### The tasks
- A) Turn the paragraph of the open-source modeling abstract that begins "While many open-source modeling tools" into a short bulleted list that keeps its main facts.
- B) Write the next part of the open-source modeling abstract, starting after its final sentence.

### Source
※ ※ ※
While many open-source modeling tools have traditionally been mostly the basis for building commercial tools on top, we recently observe an increasing direct adoption of those underlying open-source tools bundled together into industrial-ready modeling products. Adopters of those open-source tools thereby gain independence from respective vendors and win flexibility and the freedom to tailor and extend the open-source modeling tools to their specific needs. When tying together a number of open-source tools in order to build a modeling environment, however, adopters partly face a lack of seamless integration among the diverse open-source tools, edgy usability, and heterogeneous user guidance -aspects which traditionally have been addressed by the commercial tool providers in their final products. In this paper, we outline an example of a challenging integration and sketch a technical solution. Based on this example, we draw conclusions regarding organizational concerns that foster the successful resolution of integration issues.
※ ※ ※
### Entries provided
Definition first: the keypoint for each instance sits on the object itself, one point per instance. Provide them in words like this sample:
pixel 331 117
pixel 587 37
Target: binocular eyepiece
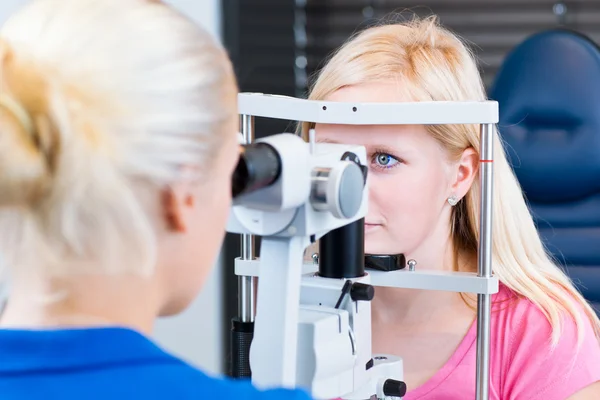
pixel 258 167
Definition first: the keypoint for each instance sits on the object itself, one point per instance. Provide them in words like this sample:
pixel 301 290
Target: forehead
pixel 377 92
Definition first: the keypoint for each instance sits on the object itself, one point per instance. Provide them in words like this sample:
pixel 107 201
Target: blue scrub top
pixel 108 363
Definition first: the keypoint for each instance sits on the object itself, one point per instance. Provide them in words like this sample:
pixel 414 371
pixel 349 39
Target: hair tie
pixel 19 112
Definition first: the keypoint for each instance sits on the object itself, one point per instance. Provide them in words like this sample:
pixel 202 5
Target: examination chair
pixel 548 90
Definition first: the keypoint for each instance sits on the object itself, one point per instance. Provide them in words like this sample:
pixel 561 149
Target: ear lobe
pixel 468 166
pixel 173 210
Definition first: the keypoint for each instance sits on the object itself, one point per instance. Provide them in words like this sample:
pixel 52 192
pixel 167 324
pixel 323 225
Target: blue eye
pixel 385 160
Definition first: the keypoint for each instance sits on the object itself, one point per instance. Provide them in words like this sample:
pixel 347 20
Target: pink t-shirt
pixel 522 366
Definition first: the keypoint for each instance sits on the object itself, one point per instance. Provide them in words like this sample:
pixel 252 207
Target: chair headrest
pixel 548 90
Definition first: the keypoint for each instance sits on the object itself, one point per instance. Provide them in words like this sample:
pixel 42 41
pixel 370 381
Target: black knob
pixel 393 388
pixel 362 292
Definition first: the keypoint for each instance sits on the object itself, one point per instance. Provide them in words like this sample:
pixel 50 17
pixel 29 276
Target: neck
pixel 416 307
pixel 80 302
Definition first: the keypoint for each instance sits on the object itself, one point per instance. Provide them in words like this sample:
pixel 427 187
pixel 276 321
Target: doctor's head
pixel 116 145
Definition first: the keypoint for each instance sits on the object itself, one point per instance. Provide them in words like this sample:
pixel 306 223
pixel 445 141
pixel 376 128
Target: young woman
pixel 424 200
pixel 118 137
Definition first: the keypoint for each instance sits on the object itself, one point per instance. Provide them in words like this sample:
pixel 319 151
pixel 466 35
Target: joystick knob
pixel 362 292
pixel 393 388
※ ※ ※
### Solved problems
- A)
- Open-source modeling tools used to serve mainly as a base for commercial tools, but they are now increasingly adopted directly and bundled into industrial-ready modeling products.
- Adopters gain independence from vendors and the freedom to tailor and extend the tools to their needs.
- Combining several open-source tools into one modeling environment brings weak integration, rough usability, and inconsistent user guidance. Commercial providers traditionally handled these issues.
- The paper outlines one challenging integration, sketches a technical solution, and draws conclusions about organizational concerns that help resolve integration issues.

- B)
Open-source software has played a major role in model-driven engineering (MDE) since many years. In fact, many software components that are used under the hood of MDE tools is available under the terms of business-friendly open-source licenses. In many cases, tool vendors use open-source modeling frameworks as a basis for building their MDE products. This strategy allowed them to decrease the development costs of those base components and benefit from bug fixes or extensions introduced by others while not endangering their unique selling proposition; the value of their products lies in seamlessly integrating and shaping those open-source frameworks according to specific methodologies or needs, as well as a proprietary, consistent layer on top. Also academia is successfully basing their research prototypes on top of those open-source modeling frameworks, which not only speeds up the development of the research prototypes but also increases the visibility and transferability of their research results. As a consequence, active and diverse communities emerged around open-source modeling tools, such as the Eclipse Modeling Framework (EMF) 1 , the Graphical Modeling Framework (GMF) 2 , Papyrus 3 , and EMF Compare 4 , to name just a few. Moreover, the fact that these tools have been used for years as a basis of different and diverse products nurtured their extensibility and flexibility.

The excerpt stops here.